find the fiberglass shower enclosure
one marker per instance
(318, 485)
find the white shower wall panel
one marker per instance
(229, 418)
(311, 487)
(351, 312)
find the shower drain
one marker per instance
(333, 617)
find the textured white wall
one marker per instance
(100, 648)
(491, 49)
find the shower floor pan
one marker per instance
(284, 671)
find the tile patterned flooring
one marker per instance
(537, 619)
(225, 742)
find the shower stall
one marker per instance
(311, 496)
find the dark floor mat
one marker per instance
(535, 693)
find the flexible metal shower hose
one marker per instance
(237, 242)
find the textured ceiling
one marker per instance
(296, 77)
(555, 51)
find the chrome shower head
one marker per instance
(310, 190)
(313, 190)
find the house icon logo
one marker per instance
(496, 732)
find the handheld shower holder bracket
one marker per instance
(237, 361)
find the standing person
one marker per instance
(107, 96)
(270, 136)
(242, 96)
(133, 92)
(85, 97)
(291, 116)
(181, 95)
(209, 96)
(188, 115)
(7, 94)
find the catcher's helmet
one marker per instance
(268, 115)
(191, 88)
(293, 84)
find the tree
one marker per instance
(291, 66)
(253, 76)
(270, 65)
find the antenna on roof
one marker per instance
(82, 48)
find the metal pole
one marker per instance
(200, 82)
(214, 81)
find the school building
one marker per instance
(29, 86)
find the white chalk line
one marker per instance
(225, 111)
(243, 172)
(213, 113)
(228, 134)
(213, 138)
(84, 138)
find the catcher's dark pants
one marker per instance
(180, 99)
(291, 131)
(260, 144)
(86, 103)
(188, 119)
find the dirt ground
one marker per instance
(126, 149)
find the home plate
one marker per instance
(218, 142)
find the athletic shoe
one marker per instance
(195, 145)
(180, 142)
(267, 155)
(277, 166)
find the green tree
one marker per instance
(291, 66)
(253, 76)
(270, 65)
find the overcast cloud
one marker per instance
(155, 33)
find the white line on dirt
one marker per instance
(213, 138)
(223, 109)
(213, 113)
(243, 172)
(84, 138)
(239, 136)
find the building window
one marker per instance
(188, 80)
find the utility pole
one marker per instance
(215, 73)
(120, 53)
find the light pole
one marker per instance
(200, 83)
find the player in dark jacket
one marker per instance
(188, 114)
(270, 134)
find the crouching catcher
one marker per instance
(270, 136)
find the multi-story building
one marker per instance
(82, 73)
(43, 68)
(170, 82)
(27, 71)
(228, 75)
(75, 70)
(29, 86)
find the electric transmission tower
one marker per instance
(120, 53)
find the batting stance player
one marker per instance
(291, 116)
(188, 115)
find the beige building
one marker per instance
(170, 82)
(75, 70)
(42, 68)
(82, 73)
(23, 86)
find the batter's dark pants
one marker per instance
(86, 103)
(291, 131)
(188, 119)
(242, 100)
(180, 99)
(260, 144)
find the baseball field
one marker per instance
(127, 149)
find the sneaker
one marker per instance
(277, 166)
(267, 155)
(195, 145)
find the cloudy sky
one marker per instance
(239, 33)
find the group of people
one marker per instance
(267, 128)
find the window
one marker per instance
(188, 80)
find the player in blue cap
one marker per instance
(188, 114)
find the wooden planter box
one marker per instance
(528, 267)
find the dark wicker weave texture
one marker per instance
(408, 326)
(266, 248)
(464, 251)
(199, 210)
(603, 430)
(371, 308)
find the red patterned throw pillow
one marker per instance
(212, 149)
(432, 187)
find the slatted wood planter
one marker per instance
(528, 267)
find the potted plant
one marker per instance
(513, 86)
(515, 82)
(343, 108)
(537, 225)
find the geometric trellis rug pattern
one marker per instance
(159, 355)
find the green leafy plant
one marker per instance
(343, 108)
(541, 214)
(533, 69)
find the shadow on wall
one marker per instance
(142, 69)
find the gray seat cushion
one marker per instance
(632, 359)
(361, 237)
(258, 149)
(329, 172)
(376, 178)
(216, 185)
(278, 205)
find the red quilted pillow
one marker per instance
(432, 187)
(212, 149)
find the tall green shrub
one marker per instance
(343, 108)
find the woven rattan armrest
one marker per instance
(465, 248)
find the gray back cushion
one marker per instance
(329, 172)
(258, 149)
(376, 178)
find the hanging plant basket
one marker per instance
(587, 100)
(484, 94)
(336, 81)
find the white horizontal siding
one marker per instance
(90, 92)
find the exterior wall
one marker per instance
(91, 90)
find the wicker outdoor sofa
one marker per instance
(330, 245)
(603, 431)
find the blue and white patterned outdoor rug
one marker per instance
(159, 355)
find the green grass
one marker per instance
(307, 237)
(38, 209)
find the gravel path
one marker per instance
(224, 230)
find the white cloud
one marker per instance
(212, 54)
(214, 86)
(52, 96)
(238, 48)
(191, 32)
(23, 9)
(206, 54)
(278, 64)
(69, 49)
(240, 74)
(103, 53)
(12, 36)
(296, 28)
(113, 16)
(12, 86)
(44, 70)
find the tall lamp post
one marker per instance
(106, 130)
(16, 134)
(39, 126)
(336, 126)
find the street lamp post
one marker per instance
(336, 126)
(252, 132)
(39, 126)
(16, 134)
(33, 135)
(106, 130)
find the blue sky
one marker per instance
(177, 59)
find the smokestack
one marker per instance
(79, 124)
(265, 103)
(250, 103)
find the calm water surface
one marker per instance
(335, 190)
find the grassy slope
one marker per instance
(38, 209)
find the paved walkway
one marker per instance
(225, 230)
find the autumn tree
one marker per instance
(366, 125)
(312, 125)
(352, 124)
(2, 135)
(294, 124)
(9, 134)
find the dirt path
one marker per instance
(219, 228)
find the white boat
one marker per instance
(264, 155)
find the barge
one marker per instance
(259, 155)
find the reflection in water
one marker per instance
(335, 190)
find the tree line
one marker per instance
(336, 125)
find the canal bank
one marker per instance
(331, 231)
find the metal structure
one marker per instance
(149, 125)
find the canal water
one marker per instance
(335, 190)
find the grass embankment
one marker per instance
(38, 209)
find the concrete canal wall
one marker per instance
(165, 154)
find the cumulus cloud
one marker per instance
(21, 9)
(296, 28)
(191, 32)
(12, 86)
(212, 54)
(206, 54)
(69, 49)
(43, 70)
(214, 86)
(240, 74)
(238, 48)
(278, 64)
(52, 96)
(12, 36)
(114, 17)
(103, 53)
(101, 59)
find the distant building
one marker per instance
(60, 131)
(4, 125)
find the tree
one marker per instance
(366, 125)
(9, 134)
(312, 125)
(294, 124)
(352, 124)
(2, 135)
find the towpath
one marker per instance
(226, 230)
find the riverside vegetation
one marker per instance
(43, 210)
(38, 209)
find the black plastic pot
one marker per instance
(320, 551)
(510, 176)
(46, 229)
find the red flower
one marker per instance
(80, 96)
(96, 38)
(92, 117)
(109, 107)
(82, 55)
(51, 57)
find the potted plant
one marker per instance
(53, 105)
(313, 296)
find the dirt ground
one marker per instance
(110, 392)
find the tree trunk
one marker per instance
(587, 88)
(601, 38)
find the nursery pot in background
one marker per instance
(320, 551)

-- -- --

**YOUR GOAL:** Please reproduce all of the records above, swapping "one marker per instance" for "one point for each instance" and keeping everything else the same.

**SOLVED PROBLEM:**
find the fiberglass shower enclosure
one point for each instance
(318, 485)
find the white shower wall panel
one point for each instance
(229, 418)
(311, 487)
(351, 312)
find the shower drain
one point for each instance
(333, 617)
find the textured white wall
one point for each instance
(100, 648)
(491, 49)
find the shower floor pan
one point for each instance
(284, 671)
find the tile patterned flooring
one point for each instance
(537, 619)
(225, 742)
find the shower stall
one point for each instance
(311, 496)
find the dark floor mat
one point for each instance
(535, 693)
find the flexible metal shower hose
one point for each instance
(237, 242)
find the textured ceiling
one point for each instance
(296, 77)
(555, 51)
find the chrome shower head
one point for each instance
(310, 190)
(313, 190)
find the house icon logo
one point for each instance
(496, 732)
find the handheld shower holder bracket
one point for each instance
(237, 361)
find the standing person
one point for each instance
(107, 96)
(270, 136)
(242, 96)
(133, 92)
(85, 97)
(291, 116)
(181, 95)
(209, 96)
(188, 115)
(7, 94)
find the catcher's helmet
one point for each instance
(268, 115)
(191, 88)
(293, 84)
find the tree
one point for each instance
(291, 66)
(253, 76)
(270, 65)
find the antenna on roof
one point for each instance
(82, 48)
find the metal pole
one point for each instance
(200, 82)
(214, 81)
find the school building
one point for each instance
(29, 86)
find the white chalk line
one point for each instance
(225, 111)
(243, 172)
(213, 113)
(228, 134)
(213, 138)
(84, 138)
find the catcher's dark pants
one point for each instance
(180, 99)
(291, 131)
(260, 144)
(86, 103)
(188, 119)
find the dirt ground
one point for each instance
(126, 149)
find the home plate
one point for each instance
(218, 142)
find the athletic shoe
one point for each instance
(195, 145)
(180, 142)
(267, 155)
(277, 166)
find the green tree
one point for each instance
(291, 66)
(253, 76)
(270, 65)
find the overcast cloud
one point for each instance
(155, 33)
find the white line on dirt
one point for each instance
(213, 138)
(223, 109)
(213, 113)
(243, 172)
(84, 138)
(239, 136)
find the building window
one point for each instance
(188, 80)
find the utility pole
one point for each instance
(215, 73)
(120, 53)
find the light pole
one point for each instance
(200, 83)
find the player in dark jacket
one point for each instance
(188, 114)
(270, 134)
find the crouching catcher
one point for each instance
(270, 136)
find the multi-story building
one point for each instance
(82, 73)
(43, 68)
(170, 82)
(27, 71)
(228, 75)
(75, 70)
(29, 86)
find the electric transmission tower
one point for each instance
(120, 53)
find the batting stance player
one point for each instance
(291, 116)
(188, 115)
find the beige building
one point for each instance
(170, 82)
(75, 70)
(42, 68)
(82, 73)
(23, 86)
find the batter's dark pants
one point for each instance
(86, 103)
(291, 131)
(188, 119)
(242, 100)
(180, 99)
(260, 144)
find the baseball field
one point for each instance
(127, 149)
find the sneaker
one point for each instance
(277, 166)
(267, 155)
(195, 145)
find the cloudy sky
one point for each instance
(239, 33)
find the group of people
one point for each instance
(267, 128)
find the window
one point for each instance
(188, 80)
find the player in blue cap
one point for each instance
(188, 114)
find the wooden planter box
one point for each instance
(528, 267)
find the dark wicker weave texture
one point for each instance
(408, 326)
(266, 248)
(464, 251)
(199, 210)
(603, 430)
(371, 308)
find the red patterned throw pillow
one point for each instance
(212, 149)
(432, 187)
find the slatted wood planter
one point for each instance
(528, 267)
find the potted plant
one point for each instance
(513, 86)
(515, 82)
(343, 108)
(537, 225)
find the geometric trellis rug pattern
one point for each instance
(159, 355)
find the green leafy plant
one point for each instance
(343, 108)
(541, 214)
(533, 69)
find the shadow on wall
one point for each instance
(142, 69)
find the gray seat cushion
one point for each instance
(632, 359)
(361, 237)
(258, 149)
(329, 172)
(376, 178)
(216, 185)
(278, 205)
find the red quilted pillow
one point for each instance
(432, 187)
(212, 149)
find the tall green shrub
one point for each instance
(343, 108)
find the woven rattan armrest
one point for each instance
(465, 248)
find the gray back cushion
one point for each instance
(329, 172)
(258, 149)
(376, 178)
find the hanging plant basket
one point for each instance
(587, 100)
(484, 94)
(336, 81)
find the white horizontal siding
one point for each instance
(90, 92)
find the exterior wall
one point for each instance
(91, 90)
find the wicker outdoor sofa
one point for each instance
(330, 245)
(603, 431)
find the blue and white patterned outdoor rug
one point for each instance
(159, 355)
find the green grass
one point for each instance
(307, 237)
(38, 209)
find the gravel path
one point for each instance
(224, 230)
find the white cloud
one point for each instance
(212, 54)
(214, 86)
(52, 96)
(238, 48)
(191, 32)
(23, 9)
(206, 54)
(278, 64)
(69, 49)
(240, 74)
(103, 53)
(12, 36)
(296, 28)
(113, 16)
(12, 86)
(44, 70)
find the tall lamp post
one point for each instance
(106, 130)
(16, 134)
(39, 126)
(336, 126)
find the street lamp post
one point for each instance
(336, 126)
(252, 132)
(39, 126)
(16, 134)
(33, 135)
(106, 130)
find the blue sky
one point for each instance
(177, 59)
find the smokestack
one point for each instance
(79, 124)
(265, 103)
(250, 103)
find the calm water surface
one point for each instance
(335, 190)
find the grassy slope
one point for each instance
(38, 209)
find the paved walkway
one point for each instance
(225, 230)
find the autumn tree
one point for each instance
(366, 125)
(312, 125)
(352, 124)
(2, 135)
(294, 124)
(9, 134)
find the dirt path
one point for each instance
(219, 228)
find the white boat
one point for each instance
(264, 155)
find the barge
one point for each instance
(259, 155)
find the reflection in water
one point for each instance
(335, 190)
find the tree line
one point for each instance
(336, 125)
find the canal bank
one point for each instance
(331, 231)
find the metal structure
one point for each instance
(149, 125)
find the canal water
one point for each instance
(335, 190)
find the grass embankment
one point for each instance
(38, 209)
find the concrete canal wall
one point for each instance
(165, 154)
find the cumulus cloud
one point for each instance
(21, 9)
(296, 28)
(191, 32)
(12, 86)
(212, 54)
(206, 54)
(69, 49)
(43, 70)
(214, 86)
(240, 74)
(238, 48)
(278, 64)
(52, 96)
(12, 36)
(114, 17)
(103, 53)
(101, 59)
find the distant building
one point for each instance
(60, 131)
(4, 125)
find the tree
one point for each instance
(366, 125)
(9, 134)
(312, 125)
(294, 124)
(352, 124)
(2, 135)
find the towpath
one point for each instance
(226, 230)
find the riverside vegetation
one point for each instance
(43, 210)
(38, 209)
find the black plastic pot
one point for each instance
(320, 551)
(510, 176)
(46, 229)
find the red flower
one point for each instance
(80, 96)
(96, 38)
(92, 117)
(109, 107)
(82, 55)
(51, 57)
find the potted plant
one point for each instance
(53, 105)
(313, 296)
find the dirt ground
one point for each instance
(110, 392)
find the tree trunk
one point for each instance
(587, 88)
(601, 38)
find the nursery pot in background
one point for each instance
(320, 551)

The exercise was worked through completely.